> _Document section_:
Skip to main content
The Journal of Clinical Investigation logoLink to The Journal of Clinical Investigation
editorial
. 2019 Dec 9;130(1):14–16. doi: 10.1172/JCI133516

Prediction algorithms: pitfalls in interpreting genetic variants of autosomal dominant monogenic diabetes

Sian Ellard 1,2,, Kevin Colclough 2, Kashyap A Patel 1, Andrew T Hattersley 1
PMCID: PMC6934181  PMID: 31815736

The increasing availability of DNA sequence data and access to sophisticated bioinformatic algorithms mean that an unbiased bioinformatics-based assessment of the predicted impact of a genomic variant is rapidly available. The key point of this Viewpoint article is that such bioinformatic assessments are not equivalent to an expert diagnostic interpretation and may be misleading in both research and clinical care.

Predication algorithms in genomic medicine

Recently published examples involving monogenic diabetes demonstrate how pathogenicity prediction algorithms can be very inaccurate for predicting which genetic variants are likely causal of dominant monogenic disease (14). Here, we highlight the potential pitfalls of variant classification and how they can be avoided.

A recent study used a bioinformatic algorithm to identify 88 “likely pathogenic” monogenic diabetes variants in 80 individuals (8.6%) from a cohort of 1019 individuals with type 1 diabetes for 50 or more years (4). Application of the widely used American College of Medical Genetics and Genomics and the Association for Molecular Pathology (ACMG/AMP) standards and guidelines (5) classifies only nine of these 88 variants as likely pathogenic or pathogenic variants that would be reported by our clinical diagnostic laboratory as likely causative of the patients’ diabetes. This is not an isolated occurrence; other published research studies with an overreliance on in silico prediction tools have reported high levels (~90%) of false positive “likely pathogenic” monogenic diabetes variants (13). We have seen clinical diagnostic reports from laboratories in eight countries across Europe, Asia, the Middle East, and the United States that have similarly reported such variants as incorrectly likely causative of a patient’s diabetes.

Such great discrepancies occur not because the bioinformatic algorithm is wrong, or even based on incorrect scientific principles, but because variant interpretation in the clinical setting requires other information in addition to the predicted effect upon protein function. This additional information includes knowledge regarding the gene-disease validity, mode of inheritance, appropriate allele frequency cutoff thresholds, most clinically relevant transcript, and specificity of disease-causing variant type for each gene. Each of these is discussed in turn below and illustrated in Figure 1.

Figure 1. Flowchart to illustrate key steps in the interpretation of genetic variants to identify autosomal dominant (likely) pathogenic variants for clinical diagnostic or research reporting.

> _Task list_:
1. Transcribe the passage of the monogenic diabetes editorial from "Recently published examples" up to and including "can be avoided.".
2. According to the monogenic diabetes editorial, what kinds of information does clinical variant interpretation require beyond the predicted effect on protein function? List each one.
Nothing asked here depends on the material that comes next.

> _Dataset content_:

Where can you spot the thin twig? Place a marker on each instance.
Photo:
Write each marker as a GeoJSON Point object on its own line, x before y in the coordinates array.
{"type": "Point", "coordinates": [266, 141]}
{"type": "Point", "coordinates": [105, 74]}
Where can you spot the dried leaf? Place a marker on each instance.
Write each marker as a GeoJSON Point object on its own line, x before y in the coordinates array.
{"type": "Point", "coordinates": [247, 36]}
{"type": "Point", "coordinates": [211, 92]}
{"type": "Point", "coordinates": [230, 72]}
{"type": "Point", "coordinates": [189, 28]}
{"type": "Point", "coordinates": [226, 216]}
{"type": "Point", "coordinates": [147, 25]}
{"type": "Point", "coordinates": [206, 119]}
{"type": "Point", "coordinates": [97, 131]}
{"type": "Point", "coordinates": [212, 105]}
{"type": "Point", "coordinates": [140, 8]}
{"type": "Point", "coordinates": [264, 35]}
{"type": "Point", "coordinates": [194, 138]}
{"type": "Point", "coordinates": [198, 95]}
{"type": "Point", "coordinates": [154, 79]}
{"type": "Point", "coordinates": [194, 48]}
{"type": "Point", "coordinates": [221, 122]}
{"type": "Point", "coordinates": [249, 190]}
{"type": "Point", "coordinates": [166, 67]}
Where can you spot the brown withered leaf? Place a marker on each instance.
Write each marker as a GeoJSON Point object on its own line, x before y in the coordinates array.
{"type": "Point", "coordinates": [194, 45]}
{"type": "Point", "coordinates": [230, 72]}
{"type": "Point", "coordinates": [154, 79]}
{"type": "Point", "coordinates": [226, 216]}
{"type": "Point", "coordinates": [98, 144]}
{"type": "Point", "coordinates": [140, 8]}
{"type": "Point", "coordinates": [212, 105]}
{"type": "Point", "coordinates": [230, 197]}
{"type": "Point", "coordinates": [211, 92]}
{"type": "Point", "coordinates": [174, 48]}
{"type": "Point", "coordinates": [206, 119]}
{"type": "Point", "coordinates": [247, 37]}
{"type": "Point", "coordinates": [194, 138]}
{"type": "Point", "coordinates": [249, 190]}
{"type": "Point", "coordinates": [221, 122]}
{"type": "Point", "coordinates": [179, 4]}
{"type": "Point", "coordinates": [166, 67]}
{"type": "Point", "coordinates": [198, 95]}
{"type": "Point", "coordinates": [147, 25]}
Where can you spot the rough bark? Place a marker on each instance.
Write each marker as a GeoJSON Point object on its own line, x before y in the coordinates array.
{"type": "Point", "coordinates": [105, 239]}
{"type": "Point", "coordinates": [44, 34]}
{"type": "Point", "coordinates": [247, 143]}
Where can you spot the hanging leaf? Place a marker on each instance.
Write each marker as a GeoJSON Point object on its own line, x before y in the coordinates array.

> _Answers provided_:
1.
Recently published examples involving monogenic diabetes demonstrate how pathogenicity prediction algorithms can be very inaccurate for predicting which genetic variants are likely causal of dominant monogenic disease (14). Here, we highlight the potential pitfalls of variant classification and how they can be avoided.

2.
- Gene-disease validity
- Mode of inheritance
- Appropriate allele frequency cutoff thresholds
- Most clinically relevant transcript
- Specificity of disease-causing variant type for each gene